- YOUR INSTRUCTIONS -
Find the line with "(1285, 379)" and the line with "Could you point at the silhouetted" in the entries below; output exactly those two lines, every line between them, and no others.

- EXERCISE MATERIALS -
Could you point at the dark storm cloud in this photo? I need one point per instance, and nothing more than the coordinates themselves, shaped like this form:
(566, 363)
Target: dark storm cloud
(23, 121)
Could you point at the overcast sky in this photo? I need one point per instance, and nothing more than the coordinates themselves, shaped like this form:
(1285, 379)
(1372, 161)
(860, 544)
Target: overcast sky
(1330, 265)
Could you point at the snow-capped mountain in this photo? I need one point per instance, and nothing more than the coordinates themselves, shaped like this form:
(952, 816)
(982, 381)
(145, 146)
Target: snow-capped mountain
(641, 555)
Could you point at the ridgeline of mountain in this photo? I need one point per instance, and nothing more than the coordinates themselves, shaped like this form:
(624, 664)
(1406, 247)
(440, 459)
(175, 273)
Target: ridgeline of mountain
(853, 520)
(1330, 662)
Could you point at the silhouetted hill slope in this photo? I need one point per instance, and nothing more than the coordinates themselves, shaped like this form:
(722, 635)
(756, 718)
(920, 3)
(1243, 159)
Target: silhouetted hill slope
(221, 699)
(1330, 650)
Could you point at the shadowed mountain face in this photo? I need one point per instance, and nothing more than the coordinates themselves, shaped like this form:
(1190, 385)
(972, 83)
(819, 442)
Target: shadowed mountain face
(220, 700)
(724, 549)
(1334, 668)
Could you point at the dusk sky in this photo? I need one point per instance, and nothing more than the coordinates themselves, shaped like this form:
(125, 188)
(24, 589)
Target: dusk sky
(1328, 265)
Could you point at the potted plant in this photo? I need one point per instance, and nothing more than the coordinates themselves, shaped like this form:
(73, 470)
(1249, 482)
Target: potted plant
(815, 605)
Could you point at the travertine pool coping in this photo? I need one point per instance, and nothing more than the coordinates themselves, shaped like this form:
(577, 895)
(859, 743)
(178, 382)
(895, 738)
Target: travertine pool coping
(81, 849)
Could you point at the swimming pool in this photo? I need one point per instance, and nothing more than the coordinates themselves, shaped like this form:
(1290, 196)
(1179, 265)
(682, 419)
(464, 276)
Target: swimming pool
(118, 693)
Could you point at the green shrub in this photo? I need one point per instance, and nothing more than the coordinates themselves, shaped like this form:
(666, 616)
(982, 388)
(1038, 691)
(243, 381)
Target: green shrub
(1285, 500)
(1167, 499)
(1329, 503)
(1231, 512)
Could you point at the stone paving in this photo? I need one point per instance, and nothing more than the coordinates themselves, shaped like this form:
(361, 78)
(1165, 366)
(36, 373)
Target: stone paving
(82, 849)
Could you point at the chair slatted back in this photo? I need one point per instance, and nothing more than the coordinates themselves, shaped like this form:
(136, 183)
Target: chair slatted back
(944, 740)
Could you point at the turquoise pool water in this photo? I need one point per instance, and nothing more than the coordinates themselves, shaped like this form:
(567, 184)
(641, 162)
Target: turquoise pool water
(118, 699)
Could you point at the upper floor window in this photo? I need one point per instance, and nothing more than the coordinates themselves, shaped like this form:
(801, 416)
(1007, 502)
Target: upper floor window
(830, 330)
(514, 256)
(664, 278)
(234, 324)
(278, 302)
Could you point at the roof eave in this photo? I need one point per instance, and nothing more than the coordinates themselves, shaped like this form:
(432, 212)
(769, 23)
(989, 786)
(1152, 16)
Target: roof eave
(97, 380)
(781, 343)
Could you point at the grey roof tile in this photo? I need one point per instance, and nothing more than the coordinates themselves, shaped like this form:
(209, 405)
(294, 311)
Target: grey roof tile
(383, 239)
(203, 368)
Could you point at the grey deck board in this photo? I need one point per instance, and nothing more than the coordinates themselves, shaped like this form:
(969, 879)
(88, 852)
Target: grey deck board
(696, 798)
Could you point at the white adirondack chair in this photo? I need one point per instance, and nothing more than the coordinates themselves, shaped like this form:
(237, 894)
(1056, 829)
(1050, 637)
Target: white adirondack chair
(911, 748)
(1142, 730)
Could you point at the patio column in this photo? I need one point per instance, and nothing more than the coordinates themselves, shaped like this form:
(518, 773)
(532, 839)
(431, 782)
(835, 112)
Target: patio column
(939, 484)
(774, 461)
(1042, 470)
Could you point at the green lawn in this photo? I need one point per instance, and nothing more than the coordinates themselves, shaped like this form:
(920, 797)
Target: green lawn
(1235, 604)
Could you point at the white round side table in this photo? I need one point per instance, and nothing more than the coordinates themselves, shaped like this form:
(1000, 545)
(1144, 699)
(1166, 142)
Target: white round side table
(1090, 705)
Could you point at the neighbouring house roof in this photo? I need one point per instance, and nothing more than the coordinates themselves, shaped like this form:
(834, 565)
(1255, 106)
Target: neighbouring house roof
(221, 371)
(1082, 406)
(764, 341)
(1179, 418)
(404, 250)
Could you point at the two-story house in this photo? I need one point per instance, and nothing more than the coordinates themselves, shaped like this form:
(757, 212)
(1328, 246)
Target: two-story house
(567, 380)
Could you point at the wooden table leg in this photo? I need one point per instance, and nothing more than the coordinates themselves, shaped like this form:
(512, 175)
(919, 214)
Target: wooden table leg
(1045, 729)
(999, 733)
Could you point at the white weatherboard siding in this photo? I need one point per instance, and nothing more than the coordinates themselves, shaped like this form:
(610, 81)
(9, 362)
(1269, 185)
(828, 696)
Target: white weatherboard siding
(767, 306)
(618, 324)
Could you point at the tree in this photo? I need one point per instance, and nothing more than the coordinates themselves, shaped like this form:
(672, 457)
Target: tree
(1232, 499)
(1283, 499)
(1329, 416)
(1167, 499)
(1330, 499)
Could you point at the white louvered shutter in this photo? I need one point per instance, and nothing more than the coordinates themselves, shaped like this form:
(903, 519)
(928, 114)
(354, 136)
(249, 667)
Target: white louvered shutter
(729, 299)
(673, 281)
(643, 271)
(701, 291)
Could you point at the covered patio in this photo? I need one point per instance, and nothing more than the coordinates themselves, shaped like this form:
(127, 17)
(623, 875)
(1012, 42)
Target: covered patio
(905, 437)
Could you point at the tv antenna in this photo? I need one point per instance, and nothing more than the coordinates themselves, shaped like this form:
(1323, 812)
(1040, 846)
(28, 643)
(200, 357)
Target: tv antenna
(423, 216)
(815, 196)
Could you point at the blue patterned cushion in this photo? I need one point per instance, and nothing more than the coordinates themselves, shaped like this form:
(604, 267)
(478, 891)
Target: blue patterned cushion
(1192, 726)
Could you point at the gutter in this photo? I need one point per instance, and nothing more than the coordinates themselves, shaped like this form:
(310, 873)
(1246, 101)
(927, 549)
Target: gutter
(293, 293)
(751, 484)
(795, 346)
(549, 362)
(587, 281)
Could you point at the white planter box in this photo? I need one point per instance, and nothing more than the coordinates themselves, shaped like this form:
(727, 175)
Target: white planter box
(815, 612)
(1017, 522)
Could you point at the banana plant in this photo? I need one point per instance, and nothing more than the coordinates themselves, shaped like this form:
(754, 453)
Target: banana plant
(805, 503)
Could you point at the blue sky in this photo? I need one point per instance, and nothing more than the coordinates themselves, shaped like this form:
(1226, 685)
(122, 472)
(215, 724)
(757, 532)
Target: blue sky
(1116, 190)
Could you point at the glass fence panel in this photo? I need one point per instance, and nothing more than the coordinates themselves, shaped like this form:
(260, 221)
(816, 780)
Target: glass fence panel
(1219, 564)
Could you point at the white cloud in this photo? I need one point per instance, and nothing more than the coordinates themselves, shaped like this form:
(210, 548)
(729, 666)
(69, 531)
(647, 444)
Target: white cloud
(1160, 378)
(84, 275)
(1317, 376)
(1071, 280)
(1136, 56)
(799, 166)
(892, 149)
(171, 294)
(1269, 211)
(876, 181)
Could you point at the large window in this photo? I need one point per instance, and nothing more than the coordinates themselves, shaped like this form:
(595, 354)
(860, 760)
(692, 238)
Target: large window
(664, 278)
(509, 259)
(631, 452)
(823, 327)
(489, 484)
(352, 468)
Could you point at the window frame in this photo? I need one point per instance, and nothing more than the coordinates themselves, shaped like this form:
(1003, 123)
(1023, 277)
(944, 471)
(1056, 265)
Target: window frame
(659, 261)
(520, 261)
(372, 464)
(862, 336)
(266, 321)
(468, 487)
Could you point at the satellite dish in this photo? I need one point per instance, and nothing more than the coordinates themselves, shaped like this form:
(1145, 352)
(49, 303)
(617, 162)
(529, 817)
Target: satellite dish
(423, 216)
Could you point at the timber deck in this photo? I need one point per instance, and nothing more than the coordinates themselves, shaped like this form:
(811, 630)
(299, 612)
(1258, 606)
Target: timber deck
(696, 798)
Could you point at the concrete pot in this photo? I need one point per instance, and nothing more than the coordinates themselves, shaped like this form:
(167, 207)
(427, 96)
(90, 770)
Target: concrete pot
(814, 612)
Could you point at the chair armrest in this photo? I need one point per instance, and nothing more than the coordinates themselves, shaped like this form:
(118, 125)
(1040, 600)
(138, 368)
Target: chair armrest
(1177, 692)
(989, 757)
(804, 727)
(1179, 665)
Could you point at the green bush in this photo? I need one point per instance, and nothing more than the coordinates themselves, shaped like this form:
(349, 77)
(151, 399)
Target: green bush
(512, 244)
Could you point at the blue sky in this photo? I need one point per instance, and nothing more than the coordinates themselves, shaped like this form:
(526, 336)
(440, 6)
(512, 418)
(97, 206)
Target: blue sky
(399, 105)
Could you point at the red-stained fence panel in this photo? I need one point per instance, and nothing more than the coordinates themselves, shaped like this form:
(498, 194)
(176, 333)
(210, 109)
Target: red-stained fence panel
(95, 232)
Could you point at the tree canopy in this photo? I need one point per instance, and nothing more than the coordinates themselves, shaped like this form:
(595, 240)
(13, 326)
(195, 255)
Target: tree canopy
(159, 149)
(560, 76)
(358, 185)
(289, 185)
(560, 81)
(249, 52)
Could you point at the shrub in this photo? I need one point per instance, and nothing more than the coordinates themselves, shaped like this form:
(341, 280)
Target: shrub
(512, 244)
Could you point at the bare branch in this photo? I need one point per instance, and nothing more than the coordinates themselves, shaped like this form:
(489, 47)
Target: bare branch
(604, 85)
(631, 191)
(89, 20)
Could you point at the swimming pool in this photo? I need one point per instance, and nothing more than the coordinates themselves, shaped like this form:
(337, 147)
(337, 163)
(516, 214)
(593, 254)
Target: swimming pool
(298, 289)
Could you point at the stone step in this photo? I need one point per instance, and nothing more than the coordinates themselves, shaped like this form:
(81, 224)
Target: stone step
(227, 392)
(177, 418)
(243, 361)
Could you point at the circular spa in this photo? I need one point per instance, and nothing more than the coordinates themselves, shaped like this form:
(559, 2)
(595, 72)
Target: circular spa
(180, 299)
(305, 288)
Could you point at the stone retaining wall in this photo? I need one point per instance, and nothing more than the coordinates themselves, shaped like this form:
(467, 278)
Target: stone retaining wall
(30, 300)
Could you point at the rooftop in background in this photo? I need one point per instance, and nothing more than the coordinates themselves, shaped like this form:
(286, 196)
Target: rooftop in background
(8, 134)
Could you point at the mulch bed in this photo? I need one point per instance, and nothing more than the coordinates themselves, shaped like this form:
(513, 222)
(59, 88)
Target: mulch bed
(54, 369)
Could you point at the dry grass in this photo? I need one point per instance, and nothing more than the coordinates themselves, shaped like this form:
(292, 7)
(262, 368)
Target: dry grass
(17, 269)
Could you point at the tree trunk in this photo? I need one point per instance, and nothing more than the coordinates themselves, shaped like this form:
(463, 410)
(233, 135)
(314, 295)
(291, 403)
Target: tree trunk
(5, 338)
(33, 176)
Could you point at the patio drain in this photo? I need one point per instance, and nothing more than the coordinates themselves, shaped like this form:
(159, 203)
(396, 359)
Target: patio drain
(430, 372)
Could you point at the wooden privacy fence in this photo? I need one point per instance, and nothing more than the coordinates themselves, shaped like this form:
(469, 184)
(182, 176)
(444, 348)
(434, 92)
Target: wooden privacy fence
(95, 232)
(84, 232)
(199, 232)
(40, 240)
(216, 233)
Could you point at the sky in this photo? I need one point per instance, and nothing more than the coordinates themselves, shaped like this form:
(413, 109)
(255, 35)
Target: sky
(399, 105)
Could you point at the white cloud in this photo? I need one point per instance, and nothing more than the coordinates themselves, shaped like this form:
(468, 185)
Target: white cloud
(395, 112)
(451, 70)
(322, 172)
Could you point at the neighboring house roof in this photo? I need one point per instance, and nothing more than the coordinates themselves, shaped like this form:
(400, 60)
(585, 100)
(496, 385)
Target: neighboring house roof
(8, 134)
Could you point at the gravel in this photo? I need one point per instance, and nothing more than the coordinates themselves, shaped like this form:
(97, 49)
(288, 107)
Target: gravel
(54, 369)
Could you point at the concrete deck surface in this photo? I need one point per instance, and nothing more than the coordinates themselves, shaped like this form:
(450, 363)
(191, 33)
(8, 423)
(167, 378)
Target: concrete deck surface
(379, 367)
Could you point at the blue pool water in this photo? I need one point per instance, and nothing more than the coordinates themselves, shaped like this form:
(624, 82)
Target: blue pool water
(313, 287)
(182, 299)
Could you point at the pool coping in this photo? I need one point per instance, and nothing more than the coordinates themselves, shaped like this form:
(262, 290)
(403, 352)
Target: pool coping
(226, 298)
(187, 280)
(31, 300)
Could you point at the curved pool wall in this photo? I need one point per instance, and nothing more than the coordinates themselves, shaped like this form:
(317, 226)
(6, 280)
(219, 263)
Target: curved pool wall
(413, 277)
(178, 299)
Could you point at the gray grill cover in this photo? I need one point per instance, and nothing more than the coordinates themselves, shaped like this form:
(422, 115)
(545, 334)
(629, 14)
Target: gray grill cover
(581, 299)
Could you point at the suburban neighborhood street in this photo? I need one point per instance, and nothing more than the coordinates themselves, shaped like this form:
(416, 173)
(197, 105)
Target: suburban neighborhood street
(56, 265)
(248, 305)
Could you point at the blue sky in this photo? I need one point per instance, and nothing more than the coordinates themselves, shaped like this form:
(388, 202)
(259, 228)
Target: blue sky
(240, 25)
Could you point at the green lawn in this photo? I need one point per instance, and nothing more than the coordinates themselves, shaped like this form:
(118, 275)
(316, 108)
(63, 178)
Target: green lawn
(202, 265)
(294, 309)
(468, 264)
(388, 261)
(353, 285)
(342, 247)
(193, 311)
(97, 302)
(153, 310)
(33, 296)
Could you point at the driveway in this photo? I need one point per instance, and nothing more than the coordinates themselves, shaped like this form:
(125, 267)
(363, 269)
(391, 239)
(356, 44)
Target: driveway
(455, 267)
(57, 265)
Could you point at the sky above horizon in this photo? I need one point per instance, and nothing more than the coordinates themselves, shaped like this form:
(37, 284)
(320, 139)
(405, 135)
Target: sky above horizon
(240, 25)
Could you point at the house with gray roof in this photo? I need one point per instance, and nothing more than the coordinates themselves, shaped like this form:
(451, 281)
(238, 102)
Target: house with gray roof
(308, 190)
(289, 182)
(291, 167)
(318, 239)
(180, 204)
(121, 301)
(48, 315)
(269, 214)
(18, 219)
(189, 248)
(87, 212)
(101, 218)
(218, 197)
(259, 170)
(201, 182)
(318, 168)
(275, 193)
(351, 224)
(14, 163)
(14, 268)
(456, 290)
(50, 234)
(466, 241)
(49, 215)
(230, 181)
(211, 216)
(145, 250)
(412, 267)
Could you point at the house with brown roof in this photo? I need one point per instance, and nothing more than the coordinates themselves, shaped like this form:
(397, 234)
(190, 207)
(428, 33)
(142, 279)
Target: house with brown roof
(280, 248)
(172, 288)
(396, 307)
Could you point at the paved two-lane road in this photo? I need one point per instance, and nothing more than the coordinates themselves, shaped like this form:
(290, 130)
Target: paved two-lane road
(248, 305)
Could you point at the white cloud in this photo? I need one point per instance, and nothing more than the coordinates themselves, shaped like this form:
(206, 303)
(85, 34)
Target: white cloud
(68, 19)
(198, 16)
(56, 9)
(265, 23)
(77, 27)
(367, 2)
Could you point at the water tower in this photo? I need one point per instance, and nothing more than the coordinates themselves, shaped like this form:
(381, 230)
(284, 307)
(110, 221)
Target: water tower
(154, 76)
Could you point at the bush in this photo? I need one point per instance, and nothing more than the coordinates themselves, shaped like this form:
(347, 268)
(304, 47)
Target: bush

- YOUR RESPONSE -
(1285, 379)
(1372, 161)
(860, 544)
Target: overcast sky
(1330, 265)
Could you point at the snow-capped mountain in this photo? I need one point per instance, and nothing more than the coordinates themselves, shaped like this form:
(952, 816)
(982, 381)
(145, 146)
Target: snow-capped mountain
(641, 555)
Could you point at the ridgeline of mountain in this photo? I need one point per instance, and nothing more than the coordinates themselves, shaped like this form:
(624, 664)
(1406, 247)
(440, 459)
(175, 273)
Target: ridgeline of mountain
(853, 520)
(1330, 662)
Could you point at the silhouetted hill slope in this photo? I need one point per instance, and nothing more than the coordinates themselves, shaped like this form:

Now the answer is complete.